_Exercise description:_ Return all lines in the data where the string "windshield" can be found.

_Data shown:_

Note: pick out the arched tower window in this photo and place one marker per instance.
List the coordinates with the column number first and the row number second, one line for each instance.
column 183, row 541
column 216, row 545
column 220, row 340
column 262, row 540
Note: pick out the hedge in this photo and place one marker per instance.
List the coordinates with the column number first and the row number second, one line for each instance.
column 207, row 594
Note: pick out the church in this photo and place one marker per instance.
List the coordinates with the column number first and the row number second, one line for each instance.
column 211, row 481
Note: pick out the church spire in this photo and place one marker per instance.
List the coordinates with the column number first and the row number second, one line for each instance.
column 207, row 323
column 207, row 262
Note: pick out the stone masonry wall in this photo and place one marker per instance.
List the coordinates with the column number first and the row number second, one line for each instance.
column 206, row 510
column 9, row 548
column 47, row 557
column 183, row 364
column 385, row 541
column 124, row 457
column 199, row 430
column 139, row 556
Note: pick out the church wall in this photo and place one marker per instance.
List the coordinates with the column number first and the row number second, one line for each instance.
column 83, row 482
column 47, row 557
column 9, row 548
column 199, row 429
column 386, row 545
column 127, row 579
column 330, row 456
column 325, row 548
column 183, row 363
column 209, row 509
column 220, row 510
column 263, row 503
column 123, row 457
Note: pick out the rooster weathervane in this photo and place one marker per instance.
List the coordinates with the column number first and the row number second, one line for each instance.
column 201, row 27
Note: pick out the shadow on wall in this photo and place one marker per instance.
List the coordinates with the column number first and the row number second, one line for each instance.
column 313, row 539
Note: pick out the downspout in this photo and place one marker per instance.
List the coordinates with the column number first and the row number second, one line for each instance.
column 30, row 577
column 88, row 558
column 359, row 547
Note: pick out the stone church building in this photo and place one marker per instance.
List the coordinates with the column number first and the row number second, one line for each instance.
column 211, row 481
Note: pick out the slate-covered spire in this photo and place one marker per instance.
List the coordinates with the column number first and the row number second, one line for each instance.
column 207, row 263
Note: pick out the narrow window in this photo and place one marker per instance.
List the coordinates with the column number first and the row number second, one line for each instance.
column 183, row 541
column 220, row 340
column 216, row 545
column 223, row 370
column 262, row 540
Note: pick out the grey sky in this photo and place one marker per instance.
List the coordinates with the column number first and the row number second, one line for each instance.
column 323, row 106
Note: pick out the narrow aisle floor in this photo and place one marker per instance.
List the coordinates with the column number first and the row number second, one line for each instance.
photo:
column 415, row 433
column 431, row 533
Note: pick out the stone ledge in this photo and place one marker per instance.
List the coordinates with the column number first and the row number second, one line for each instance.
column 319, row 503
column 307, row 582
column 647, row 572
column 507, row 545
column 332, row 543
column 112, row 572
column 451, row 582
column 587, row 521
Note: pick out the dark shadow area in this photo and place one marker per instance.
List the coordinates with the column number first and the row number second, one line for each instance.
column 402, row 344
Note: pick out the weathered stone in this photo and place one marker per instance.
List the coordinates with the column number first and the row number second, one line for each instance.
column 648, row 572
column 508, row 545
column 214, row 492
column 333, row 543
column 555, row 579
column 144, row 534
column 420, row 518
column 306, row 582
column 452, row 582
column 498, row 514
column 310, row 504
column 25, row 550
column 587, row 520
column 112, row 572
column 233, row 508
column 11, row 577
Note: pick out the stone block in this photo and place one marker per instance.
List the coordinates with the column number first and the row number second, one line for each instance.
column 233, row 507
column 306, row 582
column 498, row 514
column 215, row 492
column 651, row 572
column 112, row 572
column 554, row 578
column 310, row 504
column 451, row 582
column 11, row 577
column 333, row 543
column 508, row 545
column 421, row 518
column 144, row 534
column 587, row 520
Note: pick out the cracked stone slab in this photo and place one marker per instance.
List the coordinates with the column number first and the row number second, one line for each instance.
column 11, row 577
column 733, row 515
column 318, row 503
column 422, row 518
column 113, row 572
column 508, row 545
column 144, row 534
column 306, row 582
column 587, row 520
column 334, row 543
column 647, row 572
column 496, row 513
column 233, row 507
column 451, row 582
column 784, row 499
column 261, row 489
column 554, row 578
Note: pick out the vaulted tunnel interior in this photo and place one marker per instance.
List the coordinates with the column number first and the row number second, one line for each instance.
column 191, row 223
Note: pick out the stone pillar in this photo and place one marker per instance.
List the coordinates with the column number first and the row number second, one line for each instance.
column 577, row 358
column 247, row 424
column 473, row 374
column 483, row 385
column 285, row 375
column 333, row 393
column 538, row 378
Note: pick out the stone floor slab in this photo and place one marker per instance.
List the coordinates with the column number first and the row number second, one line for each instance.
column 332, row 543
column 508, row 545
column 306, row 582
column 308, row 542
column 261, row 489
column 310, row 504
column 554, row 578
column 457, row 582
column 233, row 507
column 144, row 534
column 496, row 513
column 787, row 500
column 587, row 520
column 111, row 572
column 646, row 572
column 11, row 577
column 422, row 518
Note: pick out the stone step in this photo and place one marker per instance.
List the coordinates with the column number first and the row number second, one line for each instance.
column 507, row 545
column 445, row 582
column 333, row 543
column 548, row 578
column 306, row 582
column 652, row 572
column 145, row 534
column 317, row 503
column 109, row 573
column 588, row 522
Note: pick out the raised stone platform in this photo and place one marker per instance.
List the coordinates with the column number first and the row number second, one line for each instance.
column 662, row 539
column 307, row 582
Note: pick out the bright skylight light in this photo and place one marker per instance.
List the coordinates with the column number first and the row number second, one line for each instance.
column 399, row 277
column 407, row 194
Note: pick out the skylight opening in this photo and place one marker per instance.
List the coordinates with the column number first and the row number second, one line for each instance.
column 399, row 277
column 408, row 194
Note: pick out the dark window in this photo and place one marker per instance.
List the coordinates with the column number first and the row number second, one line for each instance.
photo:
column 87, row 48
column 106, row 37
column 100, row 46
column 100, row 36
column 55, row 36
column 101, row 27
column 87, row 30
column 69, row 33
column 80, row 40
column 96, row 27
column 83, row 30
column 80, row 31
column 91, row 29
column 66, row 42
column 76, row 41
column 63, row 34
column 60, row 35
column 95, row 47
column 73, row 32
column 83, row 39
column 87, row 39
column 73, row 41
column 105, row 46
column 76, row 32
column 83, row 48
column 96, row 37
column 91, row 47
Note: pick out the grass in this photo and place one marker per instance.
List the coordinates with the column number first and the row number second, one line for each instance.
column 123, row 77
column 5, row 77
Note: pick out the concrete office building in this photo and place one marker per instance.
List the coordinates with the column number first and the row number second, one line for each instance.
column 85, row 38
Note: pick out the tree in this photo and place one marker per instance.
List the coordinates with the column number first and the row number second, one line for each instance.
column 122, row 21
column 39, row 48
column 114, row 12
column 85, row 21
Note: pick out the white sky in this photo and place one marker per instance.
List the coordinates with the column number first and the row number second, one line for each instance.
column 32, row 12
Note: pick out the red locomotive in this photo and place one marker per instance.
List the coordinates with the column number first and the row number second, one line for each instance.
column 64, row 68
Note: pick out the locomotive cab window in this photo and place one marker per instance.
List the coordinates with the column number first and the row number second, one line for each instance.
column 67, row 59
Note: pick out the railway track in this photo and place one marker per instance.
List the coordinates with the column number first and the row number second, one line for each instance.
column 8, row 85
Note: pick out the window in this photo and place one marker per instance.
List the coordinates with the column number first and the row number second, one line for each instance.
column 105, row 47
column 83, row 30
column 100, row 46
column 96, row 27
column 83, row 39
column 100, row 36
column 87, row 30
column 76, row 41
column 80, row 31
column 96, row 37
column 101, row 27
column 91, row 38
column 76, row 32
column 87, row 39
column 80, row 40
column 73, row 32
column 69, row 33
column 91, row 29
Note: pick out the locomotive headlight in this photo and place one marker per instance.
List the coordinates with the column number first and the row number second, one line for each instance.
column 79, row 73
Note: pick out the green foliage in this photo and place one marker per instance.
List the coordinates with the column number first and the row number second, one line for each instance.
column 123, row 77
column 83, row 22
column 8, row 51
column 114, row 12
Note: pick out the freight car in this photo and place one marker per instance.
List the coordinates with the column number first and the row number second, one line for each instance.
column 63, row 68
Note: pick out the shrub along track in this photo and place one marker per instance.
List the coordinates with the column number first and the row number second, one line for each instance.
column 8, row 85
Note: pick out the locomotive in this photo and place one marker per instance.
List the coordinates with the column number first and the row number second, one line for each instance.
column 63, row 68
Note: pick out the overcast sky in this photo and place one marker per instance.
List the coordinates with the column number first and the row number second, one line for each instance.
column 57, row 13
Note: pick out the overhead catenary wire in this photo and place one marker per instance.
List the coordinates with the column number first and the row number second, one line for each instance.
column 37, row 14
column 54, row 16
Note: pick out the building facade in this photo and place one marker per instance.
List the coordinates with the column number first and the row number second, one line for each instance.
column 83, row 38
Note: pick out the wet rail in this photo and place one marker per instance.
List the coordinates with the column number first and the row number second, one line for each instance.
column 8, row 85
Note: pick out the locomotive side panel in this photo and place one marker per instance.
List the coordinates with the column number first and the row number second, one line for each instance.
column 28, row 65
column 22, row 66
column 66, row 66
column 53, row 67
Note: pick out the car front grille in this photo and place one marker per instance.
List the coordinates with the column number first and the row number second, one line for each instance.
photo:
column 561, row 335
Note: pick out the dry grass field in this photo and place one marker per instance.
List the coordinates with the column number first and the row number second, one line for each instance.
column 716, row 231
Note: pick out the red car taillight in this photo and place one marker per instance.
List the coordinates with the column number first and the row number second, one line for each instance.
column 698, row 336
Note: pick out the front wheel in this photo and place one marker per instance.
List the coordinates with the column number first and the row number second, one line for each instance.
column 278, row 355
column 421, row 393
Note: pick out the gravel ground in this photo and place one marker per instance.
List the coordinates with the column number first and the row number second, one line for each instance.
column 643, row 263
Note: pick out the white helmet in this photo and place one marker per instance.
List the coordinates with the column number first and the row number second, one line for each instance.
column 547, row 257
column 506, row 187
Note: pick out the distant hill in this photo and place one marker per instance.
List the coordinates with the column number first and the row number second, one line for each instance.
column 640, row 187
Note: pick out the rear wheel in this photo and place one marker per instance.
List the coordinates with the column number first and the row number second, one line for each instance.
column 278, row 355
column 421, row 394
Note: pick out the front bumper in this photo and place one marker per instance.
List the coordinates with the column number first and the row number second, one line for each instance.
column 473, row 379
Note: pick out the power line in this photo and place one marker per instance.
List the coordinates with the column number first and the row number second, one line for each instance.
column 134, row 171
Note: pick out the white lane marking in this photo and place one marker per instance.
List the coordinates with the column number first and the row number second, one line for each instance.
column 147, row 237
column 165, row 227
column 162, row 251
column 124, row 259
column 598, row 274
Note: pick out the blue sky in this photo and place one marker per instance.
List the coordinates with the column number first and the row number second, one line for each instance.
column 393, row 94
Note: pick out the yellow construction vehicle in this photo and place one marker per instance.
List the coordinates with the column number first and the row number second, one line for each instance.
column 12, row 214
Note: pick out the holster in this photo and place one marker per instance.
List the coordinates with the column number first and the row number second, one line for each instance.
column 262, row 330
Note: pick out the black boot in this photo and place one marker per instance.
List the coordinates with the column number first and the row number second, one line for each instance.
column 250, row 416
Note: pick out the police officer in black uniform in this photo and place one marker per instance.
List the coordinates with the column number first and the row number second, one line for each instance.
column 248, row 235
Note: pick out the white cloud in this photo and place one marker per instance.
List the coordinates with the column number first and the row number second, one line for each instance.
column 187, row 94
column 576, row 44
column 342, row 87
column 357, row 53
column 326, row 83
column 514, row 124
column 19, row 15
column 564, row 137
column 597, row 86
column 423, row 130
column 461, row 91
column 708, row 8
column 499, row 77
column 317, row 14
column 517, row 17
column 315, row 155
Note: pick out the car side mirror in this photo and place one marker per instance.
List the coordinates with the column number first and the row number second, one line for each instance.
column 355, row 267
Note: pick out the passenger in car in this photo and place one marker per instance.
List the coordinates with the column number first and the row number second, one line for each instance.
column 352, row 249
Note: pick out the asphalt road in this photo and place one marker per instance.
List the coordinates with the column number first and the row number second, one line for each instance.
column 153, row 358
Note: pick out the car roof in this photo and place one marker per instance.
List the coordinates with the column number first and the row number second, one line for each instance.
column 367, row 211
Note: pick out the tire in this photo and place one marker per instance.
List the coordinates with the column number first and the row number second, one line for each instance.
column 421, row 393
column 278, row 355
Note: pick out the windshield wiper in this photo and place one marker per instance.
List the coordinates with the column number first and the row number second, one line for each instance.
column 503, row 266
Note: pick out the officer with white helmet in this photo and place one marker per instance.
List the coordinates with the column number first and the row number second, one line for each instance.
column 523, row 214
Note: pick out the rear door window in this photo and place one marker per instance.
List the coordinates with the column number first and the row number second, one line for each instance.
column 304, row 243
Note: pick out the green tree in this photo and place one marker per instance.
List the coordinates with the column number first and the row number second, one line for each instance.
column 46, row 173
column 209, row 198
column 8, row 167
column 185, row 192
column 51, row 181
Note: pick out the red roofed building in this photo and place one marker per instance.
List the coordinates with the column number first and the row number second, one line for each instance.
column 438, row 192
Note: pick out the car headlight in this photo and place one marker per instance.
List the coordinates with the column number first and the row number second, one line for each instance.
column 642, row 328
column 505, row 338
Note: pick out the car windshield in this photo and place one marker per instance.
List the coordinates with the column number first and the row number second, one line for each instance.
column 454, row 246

_Solution:_
Note: pick out the windshield wiper in this photo and place one marker per instance.
Note: pick out the car windshield in this photo and place one marker per instance.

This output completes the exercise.